◆ Task statement
Reproduce each entry below exactly, without omitting any.

━━ Supplied data

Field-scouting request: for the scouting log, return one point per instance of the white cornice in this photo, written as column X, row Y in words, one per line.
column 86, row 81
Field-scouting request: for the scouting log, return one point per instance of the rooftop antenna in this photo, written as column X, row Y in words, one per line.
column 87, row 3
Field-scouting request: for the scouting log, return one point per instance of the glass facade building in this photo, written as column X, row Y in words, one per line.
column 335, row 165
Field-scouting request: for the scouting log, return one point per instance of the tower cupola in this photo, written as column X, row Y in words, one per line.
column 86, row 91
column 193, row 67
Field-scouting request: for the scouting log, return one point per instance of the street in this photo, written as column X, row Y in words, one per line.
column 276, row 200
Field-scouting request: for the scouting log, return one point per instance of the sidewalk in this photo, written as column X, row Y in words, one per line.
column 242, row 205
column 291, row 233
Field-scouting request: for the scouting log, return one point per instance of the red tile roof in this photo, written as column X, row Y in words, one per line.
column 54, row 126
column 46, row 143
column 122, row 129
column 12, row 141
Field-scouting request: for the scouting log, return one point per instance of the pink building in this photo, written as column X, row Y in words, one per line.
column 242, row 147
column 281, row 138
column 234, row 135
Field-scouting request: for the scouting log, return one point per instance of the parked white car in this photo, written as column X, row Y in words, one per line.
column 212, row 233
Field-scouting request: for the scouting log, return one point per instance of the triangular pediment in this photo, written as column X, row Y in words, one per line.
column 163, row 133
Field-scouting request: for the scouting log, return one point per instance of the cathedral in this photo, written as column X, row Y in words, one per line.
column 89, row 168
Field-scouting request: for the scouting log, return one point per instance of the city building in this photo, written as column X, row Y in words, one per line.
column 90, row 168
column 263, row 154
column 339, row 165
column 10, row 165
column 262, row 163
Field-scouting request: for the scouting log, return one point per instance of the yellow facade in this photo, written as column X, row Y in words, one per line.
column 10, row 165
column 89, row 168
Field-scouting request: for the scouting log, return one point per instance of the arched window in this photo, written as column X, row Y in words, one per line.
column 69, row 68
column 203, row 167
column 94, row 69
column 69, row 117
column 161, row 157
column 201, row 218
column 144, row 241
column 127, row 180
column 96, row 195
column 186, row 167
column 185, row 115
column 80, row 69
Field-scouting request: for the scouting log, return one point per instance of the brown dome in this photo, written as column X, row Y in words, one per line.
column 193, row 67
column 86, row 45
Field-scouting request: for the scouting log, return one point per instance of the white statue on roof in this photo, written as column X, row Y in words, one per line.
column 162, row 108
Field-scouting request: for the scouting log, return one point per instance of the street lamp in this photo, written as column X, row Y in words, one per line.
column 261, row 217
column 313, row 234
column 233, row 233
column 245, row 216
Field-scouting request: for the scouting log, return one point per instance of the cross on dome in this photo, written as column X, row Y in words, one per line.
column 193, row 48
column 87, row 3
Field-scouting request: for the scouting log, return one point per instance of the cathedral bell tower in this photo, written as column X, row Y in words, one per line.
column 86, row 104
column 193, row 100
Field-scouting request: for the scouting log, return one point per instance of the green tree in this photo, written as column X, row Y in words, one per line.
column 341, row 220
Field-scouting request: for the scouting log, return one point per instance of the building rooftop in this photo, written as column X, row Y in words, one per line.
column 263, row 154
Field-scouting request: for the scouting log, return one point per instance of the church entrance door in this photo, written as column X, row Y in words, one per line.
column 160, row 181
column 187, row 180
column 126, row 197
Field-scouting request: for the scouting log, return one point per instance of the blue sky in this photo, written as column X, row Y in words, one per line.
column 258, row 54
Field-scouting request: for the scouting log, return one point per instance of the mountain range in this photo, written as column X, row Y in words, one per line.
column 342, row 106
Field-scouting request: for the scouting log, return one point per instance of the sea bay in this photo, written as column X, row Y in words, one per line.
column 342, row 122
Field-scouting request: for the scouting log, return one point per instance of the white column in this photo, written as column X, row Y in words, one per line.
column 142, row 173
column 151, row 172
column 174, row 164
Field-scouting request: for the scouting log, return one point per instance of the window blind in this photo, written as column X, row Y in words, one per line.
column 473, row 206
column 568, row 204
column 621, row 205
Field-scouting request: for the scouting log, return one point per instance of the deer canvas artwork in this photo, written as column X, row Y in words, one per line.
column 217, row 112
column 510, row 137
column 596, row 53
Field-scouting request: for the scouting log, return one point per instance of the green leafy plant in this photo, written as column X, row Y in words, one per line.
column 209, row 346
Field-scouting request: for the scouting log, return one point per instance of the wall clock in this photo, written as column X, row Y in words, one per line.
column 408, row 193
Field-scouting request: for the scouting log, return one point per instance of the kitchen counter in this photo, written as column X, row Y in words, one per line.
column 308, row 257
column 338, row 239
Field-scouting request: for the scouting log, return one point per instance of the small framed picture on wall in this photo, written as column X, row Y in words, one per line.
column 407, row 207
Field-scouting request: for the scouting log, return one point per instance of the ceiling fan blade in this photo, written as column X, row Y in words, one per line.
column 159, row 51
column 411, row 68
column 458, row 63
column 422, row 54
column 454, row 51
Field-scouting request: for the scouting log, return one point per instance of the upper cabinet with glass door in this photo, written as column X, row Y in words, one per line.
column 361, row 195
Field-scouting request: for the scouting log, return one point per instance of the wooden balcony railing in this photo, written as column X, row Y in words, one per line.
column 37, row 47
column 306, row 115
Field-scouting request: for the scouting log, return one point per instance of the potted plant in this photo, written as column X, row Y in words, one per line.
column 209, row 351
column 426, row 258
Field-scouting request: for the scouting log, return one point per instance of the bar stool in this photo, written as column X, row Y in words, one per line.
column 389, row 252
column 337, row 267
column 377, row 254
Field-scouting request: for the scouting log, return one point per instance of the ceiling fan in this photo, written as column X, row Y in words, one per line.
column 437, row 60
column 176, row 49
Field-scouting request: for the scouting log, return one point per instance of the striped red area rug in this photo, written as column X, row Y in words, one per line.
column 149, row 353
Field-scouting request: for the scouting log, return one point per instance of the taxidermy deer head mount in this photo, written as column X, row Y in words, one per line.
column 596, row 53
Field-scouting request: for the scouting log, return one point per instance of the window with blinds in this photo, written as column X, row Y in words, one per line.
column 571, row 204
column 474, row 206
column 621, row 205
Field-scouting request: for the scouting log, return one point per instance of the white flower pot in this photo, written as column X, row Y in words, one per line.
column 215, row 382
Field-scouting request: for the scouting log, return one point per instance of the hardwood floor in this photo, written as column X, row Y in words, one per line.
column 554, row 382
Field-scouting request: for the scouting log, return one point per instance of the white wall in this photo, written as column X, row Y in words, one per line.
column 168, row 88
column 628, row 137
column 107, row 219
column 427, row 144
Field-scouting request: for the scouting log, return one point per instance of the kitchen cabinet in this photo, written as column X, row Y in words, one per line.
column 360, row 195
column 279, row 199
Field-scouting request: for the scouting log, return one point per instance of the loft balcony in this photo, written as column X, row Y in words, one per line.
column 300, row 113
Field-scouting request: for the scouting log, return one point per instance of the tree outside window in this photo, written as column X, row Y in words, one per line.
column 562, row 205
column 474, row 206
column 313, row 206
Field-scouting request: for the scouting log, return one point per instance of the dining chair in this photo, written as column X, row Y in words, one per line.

━━━━

◆ Result of this task
Field-scouting request: for the scouting log, return one point per instance of the white cornice in this photo, written as column X, row Y in words, one per line.
column 86, row 81
Field-scouting request: for the scouting log, return one point per instance of the rooftop antenna in this photo, written as column X, row Y in words, one per line.
column 87, row 3
Field-scouting request: for the scouting log, return one point per instance of the glass facade building in this photo, written as column X, row Y in words, one per line.
column 335, row 165
Field-scouting request: for the scouting log, return one point per instance of the tower cupola in this photo, written as column X, row Y in words, one per line.
column 86, row 91
column 193, row 67
Field-scouting request: for the scouting log, return one point per instance of the street in this photo, written as column X, row Y in words, one per line.
column 276, row 200
Field-scouting request: for the scouting log, return one point per instance of the sidewalk in this photo, written as column X, row Y in words, one per line.
column 242, row 205
column 291, row 233
Field-scouting request: for the scouting log, return one point per instance of the red tile roof in this photo, written as column X, row Y in words, one per line.
column 54, row 126
column 46, row 143
column 122, row 129
column 12, row 141
Field-scouting request: for the scouting log, return one point per instance of the pink building in this photo, written as column X, row Y in words, one per line.
column 242, row 147
column 281, row 138
column 234, row 135
Field-scouting request: for the scouting log, return one point per instance of the parked white car in this photo, written as column X, row Y in words, one per line.
column 212, row 233
Field-scouting request: for the scouting log, return one point per instance of the triangular pediment in this photo, written as column X, row Y in words, one per line.
column 163, row 133
Field-scouting request: for the scouting log, return one point per instance of the cathedral in this photo, written as column X, row Y in words, one per line.
column 89, row 168
Field-scouting request: for the scouting log, return one point per instance of the city building in this photo, written as column X, row Y in words, one per line.
column 90, row 168
column 263, row 154
column 339, row 165
column 10, row 165
column 262, row 163
Field-scouting request: for the scouting log, return one point per instance of the yellow facade in this photo, written as column X, row Y in words, one per line.
column 10, row 165
column 89, row 168
Field-scouting request: for the scouting log, return one point per instance of the arched window in this photo, written as column X, row Y in words, one per line.
column 69, row 68
column 203, row 167
column 94, row 69
column 69, row 117
column 161, row 157
column 201, row 218
column 144, row 241
column 127, row 180
column 96, row 195
column 186, row 167
column 185, row 115
column 80, row 69
Field-scouting request: for the scouting log, return one point per instance of the brown dome in this photo, written as column X, row Y in words, one per line.
column 193, row 67
column 86, row 45
Field-scouting request: for the scouting log, return one point per instance of the white statue on roof in this photo, written as column X, row Y in words, one per line.
column 162, row 108
Field-scouting request: for the scouting log, return one point per instance of the street lamp in this photo, written as column X, row Y in words, one per line.
column 261, row 217
column 313, row 234
column 233, row 233
column 245, row 216
Field-scouting request: for the scouting log, return one point per instance of the cross on dome in this photo, written as column X, row Y in words, one per line.
column 193, row 48
column 87, row 3
Field-scouting request: for the scouting log, return one point per instance of the cathedral bell tower in this photo, written as column X, row Y in words, one per line.
column 86, row 104
column 193, row 100
Field-scouting request: for the scouting log, return one point per instance of the green tree in this photo, written as column X, row Y in words, one per line.
column 341, row 220
Field-scouting request: for the scouting log, return one point per instance of the building rooftop in this photo, written as column X, row Y in words, one per line.
column 263, row 154
Field-scouting request: for the scouting log, return one point per instance of the church entrance door in this photo, written as column X, row Y in words, one per line.
column 160, row 181
column 187, row 180
column 126, row 197
Field-scouting request: for the scouting log, return one point per instance of the blue sky in this photo, written as column X, row Y in words, one per line.
column 258, row 54
Field-scouting request: for the scouting log, return one point per instance of the mountain range in this photo, written as column X, row Y in words, one per line.
column 342, row 106
Field-scouting request: for the scouting log, return one point per instance of the sea bay in this photo, written as column X, row Y in words, one per line.
column 342, row 122
Field-scouting request: for the scouting log, return one point per instance of the white column in this photo, written as column X, row Y in words, one per line.
column 142, row 173
column 151, row 172
column 174, row 164
Field-scouting request: for the scouting log, return one point per instance of the window blind in this photo, written as column X, row Y in words, one per line.
column 473, row 206
column 568, row 204
column 621, row 205
Field-scouting request: for the scouting log, return one point per instance of the deer canvas artwork in this photo, written as column X, row Y in words, one per line.
column 217, row 112
column 510, row 137
column 596, row 53
Field-scouting request: for the scouting log, return one point per instance of the green leafy plant in this photo, written as column X, row Y in words, one per line.
column 209, row 346
Field-scouting request: for the scouting log, return one point per instance of the wall clock in this photo, written as column X, row Y in words, one per line.
column 408, row 193
Field-scouting request: for the scouting log, return one point per instance of the kitchen counter in this photo, written as column X, row Y in words, one per line.
column 308, row 257
column 338, row 239
Field-scouting request: for the scouting log, return one point per instance of the small framed picture on wall in this photo, written as column X, row Y in words, one per line.
column 407, row 207
Field-scouting request: for the scouting log, return one point per instance of the ceiling fan blade in this photo, written as column X, row Y in words, one per line.
column 159, row 51
column 411, row 68
column 458, row 63
column 422, row 54
column 454, row 51
Field-scouting request: for the scouting log, return one point per instance of the upper cabinet with glass door in this photo, written as column X, row Y in words, one per line.
column 361, row 195
Field-scouting request: for the scouting log, return one point per instance of the wooden balcony railing in this photo, written as column X, row Y in words, one per line.
column 37, row 47
column 306, row 115
Field-scouting request: for the scouting log, return one point per instance of the potted plant in this photo, written as column X, row Y in words, one per line.
column 209, row 351
column 426, row 258
Field-scouting request: for the scouting log, return one point per instance of the bar stool in this photo, written as column X, row Y in words, one per line.
column 389, row 252
column 337, row 267
column 377, row 254
Field-scouting request: for the scouting log, return one point per instance of the ceiling fan in this photo, written as column X, row Y in words, one per line.
column 437, row 60
column 176, row 49
Field-scouting request: for the scouting log, return one point per instance of the striped red area rug in this photo, written as column X, row Y in words, one per line.
column 149, row 353
Field-scouting request: for the scouting log, return one point per instance of the taxidermy deer head mount in this photo, written as column X, row Y in words, one per line.
column 596, row 53
Field-scouting request: for the scouting log, return one point per instance of the window with blinds in this photo, written as column X, row Y in words, one per line.
column 571, row 204
column 474, row 206
column 621, row 205
Field-scouting request: for the scouting log, return one point per instance of the white flower pot in this photo, written as column X, row Y in words, one per line.
column 215, row 382
Field-scouting request: for the scouting log, return one point per instance of the hardwood floor in this photo, written as column X, row Y in words, one per line.
column 554, row 382
Field-scouting request: for the scouting log, return one point per instance of the white wall in this photo, written as column X, row Y in words, one per line.
column 168, row 88
column 628, row 137
column 107, row 219
column 427, row 144
Field-scouting request: for the scouting log, return one point per instance of the kitchen cabinet in this photo, written as column X, row Y in words, one per line.
column 360, row 195
column 279, row 199
Field-scouting request: for the scouting log, return one point per instance of the loft balcony in this photo, written as column X, row Y in words, one per line.
column 300, row 113
Field-scouting request: for the scouting log, return one point per instance of the tree outside window in this photo, written as column X, row Y in words, one per line.
column 562, row 205
column 474, row 206
column 313, row 206
Field-scouting request: for the scouting log, return one point per instance of the dining chair in this photo, written as column X, row Y in words, one per line.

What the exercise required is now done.